Items stored from a collection:
_ _ _

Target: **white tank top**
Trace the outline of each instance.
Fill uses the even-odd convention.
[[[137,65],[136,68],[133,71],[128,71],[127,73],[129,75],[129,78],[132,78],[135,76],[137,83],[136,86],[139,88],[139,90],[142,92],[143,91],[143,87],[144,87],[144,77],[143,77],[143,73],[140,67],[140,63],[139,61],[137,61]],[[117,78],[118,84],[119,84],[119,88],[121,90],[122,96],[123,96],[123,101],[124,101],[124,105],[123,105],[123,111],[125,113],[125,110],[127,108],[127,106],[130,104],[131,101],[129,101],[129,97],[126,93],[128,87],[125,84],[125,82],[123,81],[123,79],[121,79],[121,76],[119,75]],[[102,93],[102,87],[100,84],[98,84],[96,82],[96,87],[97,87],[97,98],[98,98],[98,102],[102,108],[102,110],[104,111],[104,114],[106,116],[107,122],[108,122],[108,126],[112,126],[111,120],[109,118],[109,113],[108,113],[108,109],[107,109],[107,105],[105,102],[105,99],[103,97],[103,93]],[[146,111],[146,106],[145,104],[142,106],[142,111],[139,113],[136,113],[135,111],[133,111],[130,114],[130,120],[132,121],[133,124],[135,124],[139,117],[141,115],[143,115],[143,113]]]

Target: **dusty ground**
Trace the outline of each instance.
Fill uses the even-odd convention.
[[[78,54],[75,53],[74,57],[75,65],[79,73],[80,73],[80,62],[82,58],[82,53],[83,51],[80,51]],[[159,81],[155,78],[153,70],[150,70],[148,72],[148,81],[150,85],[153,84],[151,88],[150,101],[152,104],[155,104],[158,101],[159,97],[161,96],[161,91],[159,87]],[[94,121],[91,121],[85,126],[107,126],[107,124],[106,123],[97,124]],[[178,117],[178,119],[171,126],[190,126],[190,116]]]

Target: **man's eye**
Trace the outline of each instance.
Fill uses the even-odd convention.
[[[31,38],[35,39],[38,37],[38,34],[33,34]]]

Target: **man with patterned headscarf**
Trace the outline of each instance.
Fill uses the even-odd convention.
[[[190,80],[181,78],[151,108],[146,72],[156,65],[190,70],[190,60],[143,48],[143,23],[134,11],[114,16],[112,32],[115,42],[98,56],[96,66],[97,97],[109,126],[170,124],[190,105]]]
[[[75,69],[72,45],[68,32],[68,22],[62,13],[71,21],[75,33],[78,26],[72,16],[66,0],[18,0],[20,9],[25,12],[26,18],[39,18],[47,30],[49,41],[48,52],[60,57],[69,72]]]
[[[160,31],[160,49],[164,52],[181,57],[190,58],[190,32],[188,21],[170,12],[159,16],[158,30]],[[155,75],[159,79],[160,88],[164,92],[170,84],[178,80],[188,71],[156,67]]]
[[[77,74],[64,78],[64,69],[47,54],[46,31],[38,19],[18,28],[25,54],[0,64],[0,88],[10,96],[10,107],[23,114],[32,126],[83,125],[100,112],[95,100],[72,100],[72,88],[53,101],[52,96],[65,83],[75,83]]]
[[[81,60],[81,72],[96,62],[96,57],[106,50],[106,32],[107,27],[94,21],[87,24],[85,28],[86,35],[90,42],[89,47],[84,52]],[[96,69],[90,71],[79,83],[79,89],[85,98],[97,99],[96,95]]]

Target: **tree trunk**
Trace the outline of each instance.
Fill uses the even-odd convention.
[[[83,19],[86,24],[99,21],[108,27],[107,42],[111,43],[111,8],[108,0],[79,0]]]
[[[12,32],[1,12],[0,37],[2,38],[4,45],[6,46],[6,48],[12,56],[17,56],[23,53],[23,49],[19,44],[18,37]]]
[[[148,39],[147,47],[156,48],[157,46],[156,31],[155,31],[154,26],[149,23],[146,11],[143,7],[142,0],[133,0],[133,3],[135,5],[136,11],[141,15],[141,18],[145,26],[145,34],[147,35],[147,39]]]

_ _ _

> **BRIEF**
Reproduce all of the items above, substituting "boundary" for each occurrence of "outline" and leaving everything else untouched.

> **TASK ANSWER**
Target: **white tank top**
Trace the boundary of each instance.
Fill uses the even-odd convention.
[[[137,65],[136,68],[133,71],[128,71],[127,73],[129,75],[129,78],[132,78],[135,76],[137,83],[136,86],[139,88],[139,90],[142,92],[143,91],[143,87],[144,87],[144,77],[143,77],[143,73],[140,67],[140,63],[139,61],[137,61]],[[117,78],[118,84],[119,84],[119,88],[121,90],[122,96],[123,96],[123,101],[124,101],[124,105],[123,105],[123,111],[125,113],[125,110],[127,108],[127,106],[130,104],[131,101],[129,101],[129,97],[126,93],[128,87],[125,84],[125,82],[123,81],[123,79],[121,79],[121,76],[119,75]],[[102,93],[102,87],[100,84],[98,84],[96,82],[96,87],[97,87],[97,98],[98,98],[98,102],[102,108],[102,110],[104,111],[104,114],[106,116],[107,122],[108,122],[108,126],[112,126],[111,120],[109,118],[109,113],[108,113],[108,109],[107,109],[107,105],[105,102],[105,99],[103,97],[103,93]],[[146,111],[146,106],[145,104],[142,106],[142,111],[139,113],[136,113],[135,111],[133,111],[130,114],[130,120],[132,121],[133,124],[135,124],[139,117],[141,115],[143,115],[143,113]]]

Target: **dusty ground**
Trace the boundary of each instance.
Fill uses the even-odd convention.
[[[78,54],[75,53],[74,57],[75,65],[79,73],[80,73],[80,62],[82,58],[82,53],[83,51],[80,51]],[[159,81],[155,78],[153,70],[150,70],[148,72],[148,81],[150,85],[153,84],[151,88],[150,101],[152,104],[155,104],[158,101],[159,97],[161,96],[161,91],[159,87]],[[94,121],[91,121],[85,126],[107,126],[107,124],[106,123],[97,124]],[[178,117],[178,119],[171,126],[190,126],[190,116]]]

Target: **man's eye**
Trace the boundary of each instance.
Fill uses the even-odd convention.
[[[31,38],[35,39],[38,37],[38,34],[33,34]]]

Target: **man with patterned headscarf**
Trace the boundary of each instance.
Fill uses the even-odd convention.
[[[190,80],[181,78],[151,108],[146,72],[156,65],[190,70],[190,60],[143,48],[143,23],[134,11],[114,16],[112,32],[115,42],[98,56],[96,66],[97,97],[109,126],[170,124],[190,105]]]
[[[75,69],[72,45],[68,32],[68,22],[62,13],[71,21],[75,33],[78,26],[72,16],[66,0],[18,0],[20,9],[25,12],[26,18],[39,18],[47,30],[49,41],[48,52],[60,57],[69,72]]]
[[[160,31],[160,49],[164,52],[181,57],[190,58],[190,32],[188,21],[170,12],[159,16],[158,30]],[[155,75],[159,79],[160,88],[164,92],[170,84],[178,80],[188,71],[156,67]]]
[[[77,74],[64,78],[64,69],[47,54],[46,31],[38,19],[18,28],[25,54],[0,64],[0,88],[10,96],[10,107],[23,114],[32,126],[83,125],[100,112],[95,100],[72,100],[72,88],[53,101],[52,96],[65,83],[75,83]]]
[[[81,60],[81,72],[96,62],[96,57],[106,50],[106,32],[107,27],[94,21],[87,24],[85,28],[86,35],[90,42],[89,47],[84,52]],[[96,69],[90,71],[79,83],[79,89],[85,98],[97,99],[96,95]]]

Target: **tree trunk**
Trace the boundary of each instance.
Fill uses the even-odd convention.
[[[83,19],[86,24],[99,21],[108,27],[107,42],[111,43],[111,8],[108,0],[79,0]]]
[[[12,32],[1,12],[0,37],[2,38],[4,45],[6,46],[6,48],[12,56],[17,56],[23,53],[23,49],[19,44],[18,37]]]
[[[148,39],[147,47],[156,48],[157,46],[156,31],[155,31],[154,26],[149,23],[146,11],[143,7],[142,0],[133,0],[133,3],[135,5],[136,11],[141,15],[141,18],[145,26],[145,34],[147,35],[147,39]]]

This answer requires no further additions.